— BEGIN Extracted data —

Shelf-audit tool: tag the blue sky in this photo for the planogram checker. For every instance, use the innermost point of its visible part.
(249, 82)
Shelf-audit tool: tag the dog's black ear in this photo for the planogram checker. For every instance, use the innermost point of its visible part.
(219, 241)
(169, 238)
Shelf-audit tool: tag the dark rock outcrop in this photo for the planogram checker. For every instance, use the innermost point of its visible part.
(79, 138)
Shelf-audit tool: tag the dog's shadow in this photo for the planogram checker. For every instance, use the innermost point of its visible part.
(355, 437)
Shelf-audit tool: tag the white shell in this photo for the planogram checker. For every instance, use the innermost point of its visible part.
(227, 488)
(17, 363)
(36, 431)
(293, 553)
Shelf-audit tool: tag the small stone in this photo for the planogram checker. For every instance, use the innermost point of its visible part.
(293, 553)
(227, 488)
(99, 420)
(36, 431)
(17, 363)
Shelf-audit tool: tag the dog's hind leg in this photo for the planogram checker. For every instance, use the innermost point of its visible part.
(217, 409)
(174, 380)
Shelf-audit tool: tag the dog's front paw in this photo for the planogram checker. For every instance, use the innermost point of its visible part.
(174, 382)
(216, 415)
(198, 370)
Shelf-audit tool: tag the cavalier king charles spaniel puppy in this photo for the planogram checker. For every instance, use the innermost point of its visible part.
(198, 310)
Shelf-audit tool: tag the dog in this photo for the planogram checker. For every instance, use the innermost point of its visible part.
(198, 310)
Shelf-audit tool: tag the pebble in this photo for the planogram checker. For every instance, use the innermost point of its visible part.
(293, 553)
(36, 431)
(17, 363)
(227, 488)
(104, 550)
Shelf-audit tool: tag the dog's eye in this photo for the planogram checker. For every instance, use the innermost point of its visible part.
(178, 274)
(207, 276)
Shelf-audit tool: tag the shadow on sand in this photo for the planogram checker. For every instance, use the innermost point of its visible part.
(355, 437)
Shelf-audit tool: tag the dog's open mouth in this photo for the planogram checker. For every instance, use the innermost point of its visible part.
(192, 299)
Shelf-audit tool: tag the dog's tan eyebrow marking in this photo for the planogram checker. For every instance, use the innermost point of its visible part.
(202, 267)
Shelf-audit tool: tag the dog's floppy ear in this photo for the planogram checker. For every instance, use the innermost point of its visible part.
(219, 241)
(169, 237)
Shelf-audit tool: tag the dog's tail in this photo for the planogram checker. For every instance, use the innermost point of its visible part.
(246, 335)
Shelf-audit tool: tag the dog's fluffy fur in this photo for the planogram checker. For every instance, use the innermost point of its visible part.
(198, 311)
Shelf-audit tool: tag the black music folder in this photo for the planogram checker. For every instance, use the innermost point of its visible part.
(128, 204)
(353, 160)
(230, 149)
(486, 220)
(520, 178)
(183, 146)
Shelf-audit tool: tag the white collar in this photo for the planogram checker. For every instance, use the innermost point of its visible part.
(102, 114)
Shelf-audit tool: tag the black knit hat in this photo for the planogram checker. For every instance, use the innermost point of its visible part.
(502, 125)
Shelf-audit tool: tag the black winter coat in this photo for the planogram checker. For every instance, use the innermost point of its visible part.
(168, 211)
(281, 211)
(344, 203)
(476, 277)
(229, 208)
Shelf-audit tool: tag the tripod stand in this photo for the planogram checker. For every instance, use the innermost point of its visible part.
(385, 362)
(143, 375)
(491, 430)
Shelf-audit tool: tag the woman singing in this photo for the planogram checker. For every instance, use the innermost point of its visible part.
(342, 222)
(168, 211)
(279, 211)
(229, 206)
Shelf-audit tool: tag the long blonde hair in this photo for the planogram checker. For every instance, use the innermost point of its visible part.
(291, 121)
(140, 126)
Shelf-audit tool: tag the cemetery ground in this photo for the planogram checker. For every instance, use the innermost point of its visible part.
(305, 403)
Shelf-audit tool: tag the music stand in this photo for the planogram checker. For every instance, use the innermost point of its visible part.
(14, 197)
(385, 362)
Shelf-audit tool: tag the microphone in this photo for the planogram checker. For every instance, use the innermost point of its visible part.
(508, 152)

— END Extracted data —

_Set task_
Express the lines of the listing as a JSON list of strings, one string per line and blank lines omitted, starting with the line that contains "Shelf-audit tool: tag the microphone" and going on through the end of the listing.

_Final answer_
[
  "Shelf-audit tool: tag the microphone in this photo for the planogram checker. For every instance, use the innermost point of its visible part.",
  "(508, 152)"
]